==== Data rows ====

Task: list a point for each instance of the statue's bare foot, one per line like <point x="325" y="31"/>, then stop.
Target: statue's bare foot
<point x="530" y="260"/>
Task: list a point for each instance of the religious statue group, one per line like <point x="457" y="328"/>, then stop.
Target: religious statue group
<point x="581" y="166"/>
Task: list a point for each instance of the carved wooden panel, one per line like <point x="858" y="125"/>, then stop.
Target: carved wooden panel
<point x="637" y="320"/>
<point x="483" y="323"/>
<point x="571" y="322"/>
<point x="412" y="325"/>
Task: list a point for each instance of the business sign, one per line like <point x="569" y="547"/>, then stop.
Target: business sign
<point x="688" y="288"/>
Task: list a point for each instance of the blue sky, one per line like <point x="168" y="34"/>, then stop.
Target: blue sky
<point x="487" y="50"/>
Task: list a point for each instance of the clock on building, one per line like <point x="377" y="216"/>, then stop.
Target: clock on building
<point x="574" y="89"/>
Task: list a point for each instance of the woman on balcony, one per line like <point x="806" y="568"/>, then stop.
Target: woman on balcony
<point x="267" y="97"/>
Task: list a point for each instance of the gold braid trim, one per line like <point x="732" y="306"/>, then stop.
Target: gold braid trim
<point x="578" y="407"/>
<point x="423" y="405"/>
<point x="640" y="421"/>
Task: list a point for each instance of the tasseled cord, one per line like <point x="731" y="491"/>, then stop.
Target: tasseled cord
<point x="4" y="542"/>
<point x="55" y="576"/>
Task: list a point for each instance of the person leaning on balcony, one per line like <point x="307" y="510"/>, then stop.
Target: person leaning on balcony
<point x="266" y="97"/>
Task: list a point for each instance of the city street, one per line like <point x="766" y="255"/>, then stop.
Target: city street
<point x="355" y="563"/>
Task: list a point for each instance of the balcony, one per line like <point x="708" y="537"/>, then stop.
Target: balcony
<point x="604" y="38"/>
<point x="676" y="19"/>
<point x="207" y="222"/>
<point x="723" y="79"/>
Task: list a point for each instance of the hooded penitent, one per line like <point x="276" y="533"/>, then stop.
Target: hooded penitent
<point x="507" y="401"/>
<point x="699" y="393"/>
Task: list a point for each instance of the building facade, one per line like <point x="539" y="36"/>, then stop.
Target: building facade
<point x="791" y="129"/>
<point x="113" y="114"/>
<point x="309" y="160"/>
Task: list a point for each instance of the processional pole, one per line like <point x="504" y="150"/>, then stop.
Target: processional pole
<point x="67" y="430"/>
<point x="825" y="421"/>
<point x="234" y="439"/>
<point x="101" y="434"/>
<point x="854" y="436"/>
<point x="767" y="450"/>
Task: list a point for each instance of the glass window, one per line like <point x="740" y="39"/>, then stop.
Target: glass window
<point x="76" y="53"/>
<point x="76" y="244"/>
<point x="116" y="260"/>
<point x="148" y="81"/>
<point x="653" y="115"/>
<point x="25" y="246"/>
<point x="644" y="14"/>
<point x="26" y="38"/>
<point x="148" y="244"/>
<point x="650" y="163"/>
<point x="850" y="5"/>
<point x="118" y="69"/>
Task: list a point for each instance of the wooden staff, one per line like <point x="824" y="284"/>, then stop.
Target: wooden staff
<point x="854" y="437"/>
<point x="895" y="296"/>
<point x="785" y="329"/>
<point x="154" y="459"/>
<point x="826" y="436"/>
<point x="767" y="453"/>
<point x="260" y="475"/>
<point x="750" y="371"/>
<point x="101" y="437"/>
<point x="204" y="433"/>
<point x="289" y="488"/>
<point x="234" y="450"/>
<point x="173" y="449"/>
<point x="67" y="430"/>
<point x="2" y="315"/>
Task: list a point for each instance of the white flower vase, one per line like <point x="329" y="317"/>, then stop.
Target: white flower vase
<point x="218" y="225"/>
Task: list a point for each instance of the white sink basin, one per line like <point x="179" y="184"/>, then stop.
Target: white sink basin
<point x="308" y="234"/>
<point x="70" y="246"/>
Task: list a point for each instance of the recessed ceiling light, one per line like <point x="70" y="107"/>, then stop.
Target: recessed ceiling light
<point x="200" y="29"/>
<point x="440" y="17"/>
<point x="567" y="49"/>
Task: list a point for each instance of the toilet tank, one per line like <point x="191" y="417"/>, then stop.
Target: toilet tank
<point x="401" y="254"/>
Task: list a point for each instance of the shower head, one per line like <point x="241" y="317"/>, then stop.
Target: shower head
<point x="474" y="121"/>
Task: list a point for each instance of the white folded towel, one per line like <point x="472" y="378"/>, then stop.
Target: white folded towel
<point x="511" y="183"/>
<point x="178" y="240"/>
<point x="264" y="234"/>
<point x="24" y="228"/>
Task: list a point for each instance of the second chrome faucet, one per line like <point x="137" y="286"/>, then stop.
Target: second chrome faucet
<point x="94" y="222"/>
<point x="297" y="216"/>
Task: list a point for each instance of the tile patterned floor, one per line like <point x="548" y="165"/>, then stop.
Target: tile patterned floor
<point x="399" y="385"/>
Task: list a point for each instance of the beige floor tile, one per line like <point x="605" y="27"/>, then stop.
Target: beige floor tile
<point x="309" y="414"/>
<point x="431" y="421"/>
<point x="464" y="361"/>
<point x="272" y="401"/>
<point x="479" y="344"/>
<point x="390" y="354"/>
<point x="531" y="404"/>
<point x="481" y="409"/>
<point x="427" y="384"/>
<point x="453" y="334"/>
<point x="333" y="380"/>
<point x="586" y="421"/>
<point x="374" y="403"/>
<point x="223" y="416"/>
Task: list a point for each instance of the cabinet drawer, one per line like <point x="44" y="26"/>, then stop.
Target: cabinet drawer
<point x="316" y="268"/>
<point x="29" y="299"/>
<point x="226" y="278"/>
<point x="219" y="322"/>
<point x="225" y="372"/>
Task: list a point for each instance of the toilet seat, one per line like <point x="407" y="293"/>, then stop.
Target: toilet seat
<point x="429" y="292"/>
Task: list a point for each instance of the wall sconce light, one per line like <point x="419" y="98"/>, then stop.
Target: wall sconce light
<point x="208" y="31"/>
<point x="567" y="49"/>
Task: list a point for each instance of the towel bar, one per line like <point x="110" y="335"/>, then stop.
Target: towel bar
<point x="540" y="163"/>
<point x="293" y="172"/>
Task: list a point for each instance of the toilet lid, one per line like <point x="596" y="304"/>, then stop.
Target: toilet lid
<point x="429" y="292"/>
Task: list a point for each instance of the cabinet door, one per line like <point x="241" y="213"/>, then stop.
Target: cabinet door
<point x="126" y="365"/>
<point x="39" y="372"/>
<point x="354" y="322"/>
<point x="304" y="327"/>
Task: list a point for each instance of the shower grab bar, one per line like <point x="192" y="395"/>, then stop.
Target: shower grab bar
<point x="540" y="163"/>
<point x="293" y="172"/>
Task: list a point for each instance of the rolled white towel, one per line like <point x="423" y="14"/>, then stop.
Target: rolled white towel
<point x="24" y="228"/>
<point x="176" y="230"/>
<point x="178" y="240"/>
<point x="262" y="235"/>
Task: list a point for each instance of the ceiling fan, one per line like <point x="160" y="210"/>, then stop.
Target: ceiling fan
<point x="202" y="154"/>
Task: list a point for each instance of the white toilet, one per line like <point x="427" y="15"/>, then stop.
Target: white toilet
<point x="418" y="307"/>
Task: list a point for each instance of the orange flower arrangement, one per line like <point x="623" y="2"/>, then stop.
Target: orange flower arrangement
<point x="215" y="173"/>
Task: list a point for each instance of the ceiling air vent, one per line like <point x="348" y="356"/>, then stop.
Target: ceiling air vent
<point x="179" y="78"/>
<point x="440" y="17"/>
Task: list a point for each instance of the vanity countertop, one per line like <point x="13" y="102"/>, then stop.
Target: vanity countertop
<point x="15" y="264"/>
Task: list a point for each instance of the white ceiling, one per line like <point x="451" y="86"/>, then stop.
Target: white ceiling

====

Set task. Would you quote, exactly and only, the lines from the one containing "white toilet, one" to the end of the entries?

Answer to the problem.
Task: list a point for each instance of the white toilet, one per line like <point x="427" y="15"/>, then stop.
Target: white toilet
<point x="418" y="307"/>
Task: list a point for each instance of the orange flower arrangement, one per line like <point x="623" y="2"/>, then stop.
Target: orange flower arrangement
<point x="215" y="173"/>
Task: list a point for each instance of the ceiling air vent, one per line like <point x="348" y="356"/>, then stop.
Target: ceiling air vent
<point x="179" y="78"/>
<point x="440" y="17"/>
Task: list a point for each instance of the vanity countertop, one per line like <point x="13" y="102"/>, then stop.
Target: vanity countertop
<point x="15" y="264"/>
Task: list a point for each instance of the white ceiling, one per line like <point x="451" y="86"/>, then stop.
Target: white ceiling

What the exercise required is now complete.